I receive some very nice comments and invite you to add yours and to enjoy the remarks of others. Thank you.
*************************************
All photographs are copyrighted by me unless otherwise noted. Please contact me (vcwald at yahoo dot com) if you would like to use one or more of them.
Most images will enlarge if you click on them.
Can't help myself, Teddy kitty is so photogenic, and growing so fast now. The trick is in convincing him to stop moving for at least 1/125 of a second so the results are reasonably sharp.
We have a kitchenette/coffee room that has a huge bank of mail slots that no one ever pays much attention to (because we have a kind staffer who makes it her business to bring our mail to us at our desks), but sometimes professional journals do get delivered there. That means while waiting for lunch (nearly inevitably Lean Cuisine, in my case) to go 'round and 'round until cooked in the microwave, we can borrow very high quality material to read. In this scene, for your delectation: Social Psychology Quarterly, and what I found to be an exceptionally lively and transparent discussion in favor of universal health care by economist Jonathan Gruber. I recommend it for a good, enlightening read. You may not agree with his policy recommendations, but by the time you're done you'll have a far better grasp of the concepts and issues than you'll ever get from CNN or Fox News.
Still catching some great sights on the Web cams around the greater Yellowstone/Grand Teton area from the confines of my desk in Chicago. This one's pointed along the Henry's Fork of the Snake River near Island Park, Idaho (Thanks, Kennewicksheri!!).
Got swans today!
I don't know what kind they are: could be trumpeters, could be tundras, the images aren't quite clear enough. Let's hope I see them again on a clear, sunny day.
Click on the Web cam capture to get a good look at them, there's a whole flock. Or bevy. Not a wedge, though, at least not in this shot.
Bozeman touchdown:
12 days, 15 hours, 36 minutes and 49 seconds as of this post.
I won't get near Island Park this time (though I love that area, a little to the west of Yellowstone), this time it's all about the Northern Range, with a day-trip by snow coach to the Grand Canyon of the Yellowstone, where I've never been in winter.

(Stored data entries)

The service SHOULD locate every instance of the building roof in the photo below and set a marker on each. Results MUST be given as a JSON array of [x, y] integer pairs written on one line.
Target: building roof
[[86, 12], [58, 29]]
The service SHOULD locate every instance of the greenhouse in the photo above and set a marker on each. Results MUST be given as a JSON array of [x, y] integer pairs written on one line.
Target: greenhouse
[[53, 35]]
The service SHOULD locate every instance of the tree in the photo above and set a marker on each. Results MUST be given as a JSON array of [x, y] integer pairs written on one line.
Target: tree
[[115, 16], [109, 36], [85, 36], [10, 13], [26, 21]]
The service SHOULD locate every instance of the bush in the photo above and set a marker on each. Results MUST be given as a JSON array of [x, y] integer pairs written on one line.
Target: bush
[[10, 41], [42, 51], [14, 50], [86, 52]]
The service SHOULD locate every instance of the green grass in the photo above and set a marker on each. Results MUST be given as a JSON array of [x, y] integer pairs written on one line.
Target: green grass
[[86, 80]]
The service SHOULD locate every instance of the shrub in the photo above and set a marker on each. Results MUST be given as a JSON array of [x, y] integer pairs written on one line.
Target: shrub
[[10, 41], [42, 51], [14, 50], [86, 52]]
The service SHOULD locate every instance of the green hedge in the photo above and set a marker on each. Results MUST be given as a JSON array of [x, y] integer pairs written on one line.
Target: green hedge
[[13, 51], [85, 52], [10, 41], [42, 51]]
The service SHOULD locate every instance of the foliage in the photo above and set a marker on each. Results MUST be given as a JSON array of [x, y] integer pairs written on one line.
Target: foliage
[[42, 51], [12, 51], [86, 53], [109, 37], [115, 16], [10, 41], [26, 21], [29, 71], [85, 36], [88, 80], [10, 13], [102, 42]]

• _PROBLEMS_:
a) Answer these questions on the blog post:
(i) Which journal did the writer find in the coffee room?
(ii) Along which river is the Web cam pointed?
(iii) Where is the writer going on the snow coach day trip?
b) Please carry the blog post forward from its final sentence.
The records come from a different source than the blog post.

• _ANSWERS TO THE EXERCISES_:
a)
(i) Social Psychology Quarterly
(ii) The Henry's Fork of the Snake River, near Island Park, Idaho
(iii) The Grand Canyon of the Yellowstone

b)
I’ve been at the University of Chicago so long that I don’t give much thought to the John D. Rockefeller, Sr., behind the eponymous Chapel, pictured below (taken on December 29, the last bright sunny day this winter…) The great paterfamilias may have been a robber baron (indeed, see Troutbirder’s comment) but he also founded what was to become one of the great institutions of higher learning in America.His son, John D. Jr., will live on in my memory for, if nothing else, his extraordinary leadership and contributions of land and money to the founding and (not uncontroversial) expansion of Grand Teton National Park, which I so cherish. The highway connecting Yellowstone’s south gate and Grand Teton is named for him.
But there was yet another Rockefeller legacy celebrated there not too long ago with the opening of the Laurance S. Rockefeller Preserve. Laurance was the son of John D., Jr.
Here is the story according to a National Park Service Trail Guide I picked up last May:
“In the 1920s, John D. Rockefeller, Jr. visited Jackson Hole with his sons and was deeply moved by the beauty and vulnerability of this scenic valley. The Rockefellers met with Yellowstone Superintendent Horace Albright, who advocated protection of the valley from development. John D. Rockefeller agreed and in 1927, began to purchase ranches in the area with the goal of donating the land to the National Park Service. Despite decades of local opposition to expansion…Rockefeller persevered and donated 33,000 acres to the park in 1949.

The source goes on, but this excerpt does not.